STATED TASK.
Return every record below unchanged, line for line.

TASK DATA.
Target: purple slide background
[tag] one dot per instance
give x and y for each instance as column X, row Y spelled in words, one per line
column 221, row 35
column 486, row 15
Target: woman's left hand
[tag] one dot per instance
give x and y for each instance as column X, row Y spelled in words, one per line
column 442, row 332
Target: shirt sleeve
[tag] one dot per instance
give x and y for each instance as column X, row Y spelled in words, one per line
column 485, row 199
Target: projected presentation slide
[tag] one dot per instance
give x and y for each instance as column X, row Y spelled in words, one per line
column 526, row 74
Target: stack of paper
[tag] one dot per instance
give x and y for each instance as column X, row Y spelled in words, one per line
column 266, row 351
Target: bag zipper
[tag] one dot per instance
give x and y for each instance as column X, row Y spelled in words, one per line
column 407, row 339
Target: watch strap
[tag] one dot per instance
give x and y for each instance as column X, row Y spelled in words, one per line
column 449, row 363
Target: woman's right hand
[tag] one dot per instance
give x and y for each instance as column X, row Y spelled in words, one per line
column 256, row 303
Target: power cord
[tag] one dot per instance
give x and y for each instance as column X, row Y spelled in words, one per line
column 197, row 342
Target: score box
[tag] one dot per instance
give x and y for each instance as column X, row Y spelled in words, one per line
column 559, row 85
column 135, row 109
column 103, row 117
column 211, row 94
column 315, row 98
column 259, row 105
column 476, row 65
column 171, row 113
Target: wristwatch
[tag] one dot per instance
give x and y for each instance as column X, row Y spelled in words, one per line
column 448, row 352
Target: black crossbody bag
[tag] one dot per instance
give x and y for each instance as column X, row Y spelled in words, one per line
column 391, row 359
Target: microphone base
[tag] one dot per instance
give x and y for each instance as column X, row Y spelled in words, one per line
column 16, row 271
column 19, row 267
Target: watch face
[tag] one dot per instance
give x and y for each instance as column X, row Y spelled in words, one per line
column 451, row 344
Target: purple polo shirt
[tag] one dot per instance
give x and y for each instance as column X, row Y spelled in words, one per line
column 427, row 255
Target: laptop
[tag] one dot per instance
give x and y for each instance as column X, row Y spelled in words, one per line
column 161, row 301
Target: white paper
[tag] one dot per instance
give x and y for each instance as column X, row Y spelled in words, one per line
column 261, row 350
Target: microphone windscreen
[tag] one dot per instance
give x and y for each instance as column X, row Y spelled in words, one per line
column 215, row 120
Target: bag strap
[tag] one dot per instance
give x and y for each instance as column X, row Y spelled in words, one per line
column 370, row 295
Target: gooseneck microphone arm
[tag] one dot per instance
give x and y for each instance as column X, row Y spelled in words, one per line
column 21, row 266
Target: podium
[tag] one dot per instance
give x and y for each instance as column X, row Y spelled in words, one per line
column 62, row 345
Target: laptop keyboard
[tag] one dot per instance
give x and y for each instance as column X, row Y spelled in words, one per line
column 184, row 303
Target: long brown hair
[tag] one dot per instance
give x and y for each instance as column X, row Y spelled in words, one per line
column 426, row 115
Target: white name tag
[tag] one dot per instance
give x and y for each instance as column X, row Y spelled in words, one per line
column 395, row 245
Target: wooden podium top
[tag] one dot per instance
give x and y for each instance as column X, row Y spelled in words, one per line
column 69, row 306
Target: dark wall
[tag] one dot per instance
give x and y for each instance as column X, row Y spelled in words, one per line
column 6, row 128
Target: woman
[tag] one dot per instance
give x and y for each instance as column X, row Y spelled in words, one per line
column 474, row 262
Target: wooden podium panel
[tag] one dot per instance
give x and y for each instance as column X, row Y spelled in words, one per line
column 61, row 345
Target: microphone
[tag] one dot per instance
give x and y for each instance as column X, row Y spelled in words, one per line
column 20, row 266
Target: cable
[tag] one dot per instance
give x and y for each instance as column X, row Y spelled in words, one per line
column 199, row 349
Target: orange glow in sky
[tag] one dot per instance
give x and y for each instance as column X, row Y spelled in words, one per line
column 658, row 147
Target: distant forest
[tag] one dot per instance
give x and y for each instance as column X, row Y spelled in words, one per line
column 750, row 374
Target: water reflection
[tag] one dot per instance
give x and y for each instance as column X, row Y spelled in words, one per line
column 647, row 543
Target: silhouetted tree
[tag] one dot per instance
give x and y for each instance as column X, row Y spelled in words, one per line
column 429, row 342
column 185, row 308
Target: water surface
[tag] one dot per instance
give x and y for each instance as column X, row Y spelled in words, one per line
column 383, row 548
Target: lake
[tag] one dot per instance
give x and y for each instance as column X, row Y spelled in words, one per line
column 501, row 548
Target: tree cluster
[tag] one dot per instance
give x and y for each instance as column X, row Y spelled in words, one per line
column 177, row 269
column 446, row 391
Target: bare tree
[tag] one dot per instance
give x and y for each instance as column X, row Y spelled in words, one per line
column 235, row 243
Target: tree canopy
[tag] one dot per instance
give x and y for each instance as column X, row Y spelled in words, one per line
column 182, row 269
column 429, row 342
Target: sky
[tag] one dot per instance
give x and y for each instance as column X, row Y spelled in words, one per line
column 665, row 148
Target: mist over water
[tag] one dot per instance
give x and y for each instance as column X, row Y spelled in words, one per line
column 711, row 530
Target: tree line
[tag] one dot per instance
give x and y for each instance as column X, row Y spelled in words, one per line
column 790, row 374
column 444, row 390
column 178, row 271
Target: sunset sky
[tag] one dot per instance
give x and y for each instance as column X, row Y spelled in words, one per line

SOLUTION.
Target: purple slide background
[tag] one dot per instance
give x and y for each instance as column X, row Y spelled in words, one per line
column 221, row 35
column 486, row 15
Target: woman's left hand
[tag] one dot per instance
give x and y for each instance as column X, row Y spelled in words, one per line
column 442, row 332
Target: shirt sleeve
[tag] one dot per instance
give x and y for each instance as column X, row Y spelled in words, one per line
column 485, row 199
Target: projected presentation slide
[tag] one dot per instance
give x and y for each instance as column X, row Y spelled in words, one per line
column 526, row 74
Target: stack of paper
[tag] one dot per instance
give x and y for each instance as column X, row Y spelled in words, one per line
column 266, row 351
Target: bag zipper
[tag] one dot per instance
give x and y for each instance as column X, row Y spelled in words, one per line
column 407, row 339
Target: watch strap
[tag] one dot per instance
give x and y for each instance as column X, row Y spelled in words, one per line
column 449, row 363
Target: woman's right hand
[tag] one dot per instance
give x and y for each instance as column X, row Y spelled in words, one per line
column 256, row 303
Target: power cord
[tag] one dot per instance
give x and y for each instance as column X, row Y spelled in words, one per line
column 197, row 342
Target: score box
[tag] one dot per instance
give x and y for each instance as column X, row Y spelled in words, one per line
column 559, row 85
column 135, row 109
column 103, row 117
column 211, row 94
column 315, row 98
column 259, row 105
column 476, row 65
column 171, row 113
Target: wristwatch
[tag] one dot per instance
give x and y for each instance as column X, row Y spelled in words, one per line
column 448, row 352
Target: black crossbody bag
[tag] one dot per instance
give x and y for each instance as column X, row Y spelled in words, one per line
column 391, row 359
Target: microphone base
[tag] one dot per instance
give x and y for each instance as column X, row Y spelled in words, one per line
column 16, row 271
column 19, row 267
Target: watch face
[tag] one dot per instance
give x and y for each instance as column X, row Y spelled in words, one per line
column 451, row 344
Target: purple polo shirt
[tag] one dot per instance
give x and y for each instance as column X, row Y spelled in words, one per line
column 427, row 255
Target: laptop
[tag] one dot per instance
give x and y for each instance as column X, row Y spelled in words, one per line
column 161, row 301
Target: white paper
[tag] one dot per instance
give x and y for each instance as column X, row Y spelled in words, one per line
column 261, row 350
Target: microphone windscreen
[tag] one dot per instance
give x and y for each instance as column X, row Y spelled in words, one per line
column 215, row 120
Target: bag strap
[tag] one dot per instance
give x and y for each instance as column X, row Y spelled in words, one per line
column 370, row 295
Target: gooseneck microphone arm
[tag] one dot per instance
give x and y for each instance as column X, row Y spelled in words, one per line
column 21, row 266
Target: podium
[tag] one dot per instance
give x and y for each instance as column X, row Y spelled in words, one per line
column 62, row 345
Target: laptop keyboard
[tag] one dot per instance
give x and y for each instance as column X, row Y spelled in words, one per line
column 184, row 303
Target: long brown hair
[tag] one dot per instance
give x and y for each instance as column X, row Y spelled in words, one per line
column 426, row 115
Target: white name tag
[tag] one dot per instance
give x and y for each instance as column X, row Y spelled in words, one per line
column 395, row 245
Target: wooden podium top
[tag] one dot per instance
give x and y for each instance as column X, row Y spelled in words, one per line
column 69, row 306
Target: dark wall
[tag] one dot per instance
give x and y for each instance as column X, row Y spelled in words, one per line
column 6, row 128
Target: woman
[tag] one dot per instance
give x and y for each instance as column X, row Y spelled in words, one per line
column 474, row 262
Target: wooden podium panel
[tag] one dot per instance
give x and y for each instance as column X, row Y spelled in words, one per line
column 61, row 345
Target: microphone
[tag] one dot per instance
give x and y for each instance as column X, row Y spelled in words, one per line
column 20, row 266
Target: cable
[tag] one dot per instance
give x and y for each instance as column X, row Y spelled in words, one per line
column 199, row 349
Target: orange glow in sky
[tag] one dot per instance
give x and y for each instance as column X, row Y spelled in words, one per line
column 658, row 147
Target: distant forest
[tag] one dot per instance
give x and y for each instance as column X, row Y spelled in words, one per line
column 750, row 374
Target: water reflection
[tag] one dot per instance
give x and y for each instance as column X, row Y spelled in words, one per line
column 647, row 543
Target: silhouetted tree
[tag] one dot per instance
give x and y for each instance as column X, row Y spelled in words, one per line
column 429, row 342
column 185, row 308
Target: water surface
[tag] one dot per instance
give x and y for each instance as column X, row Y spelled in words, one per line
column 383, row 548
Target: lake
[tag] one dot per instance
give x and y for each instance as column X, row Y spelled in words, one per line
column 501, row 548
Target: tree cluster
[tag] one dot per instance
give x and y for each instance as column X, row Y spelled in words, one per line
column 177, row 269
column 446, row 391
Target: bare tree
[tag] one dot per instance
give x and y for each instance as column X, row Y spelled in words, one per line
column 235, row 243
Target: tree canopy
[tag] one dot per instance
give x and y for each instance as column X, row Y spelled in words, one per line
column 182, row 269
column 429, row 342
Target: sky
[tag] one dot per instance
give x and y for each instance as column X, row Y spelled in words, one per line
column 665, row 148
Target: mist over water
[tag] one dot per instance
give x and y for each instance as column X, row Y spelled in words, one per line
column 711, row 530
Target: tree line
[tag] one dot per instance
give x and y for each instance as column X, row Y spelled in words, one per line
column 790, row 374
column 444, row 390
column 178, row 271
Target: sunset sky
[tag] one dot per instance
give x and y for each instance as column X, row Y spelled in words, one per line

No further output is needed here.